- **EXCERPTED RECORDS**
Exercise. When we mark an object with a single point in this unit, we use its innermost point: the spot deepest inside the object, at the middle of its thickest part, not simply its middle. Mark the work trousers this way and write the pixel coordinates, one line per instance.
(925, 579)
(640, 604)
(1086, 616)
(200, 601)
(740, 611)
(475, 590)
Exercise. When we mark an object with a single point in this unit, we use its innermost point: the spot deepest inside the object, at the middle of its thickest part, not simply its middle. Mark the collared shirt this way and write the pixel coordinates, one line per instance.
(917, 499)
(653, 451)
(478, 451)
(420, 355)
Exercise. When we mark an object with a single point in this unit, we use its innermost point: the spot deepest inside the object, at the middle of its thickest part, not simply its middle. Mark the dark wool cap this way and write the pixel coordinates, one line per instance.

- **TASK INSTRUCTIONS**
Repeat only the lines from the one holding "Mark the collared" through the last line of the data.

- **EXERCISE ANSWER**
Exercise. When we mark an object with a single point in this unit, we use its innermost point: the spot deepest inside the object, at the middle of its thickest part, not simply its middle. Mark the collared shirt this way and write the pixel coordinates, one line per instance.
(917, 499)
(653, 451)
(478, 451)
(420, 355)
Exercise. When we mark an object with a single point in this unit, we use its innermost point: the spot deepest inside the object, at the middle of its thickest part, not simply its middle. Mark the dark wool cap this way and write the pixel coordinates, one line per instance.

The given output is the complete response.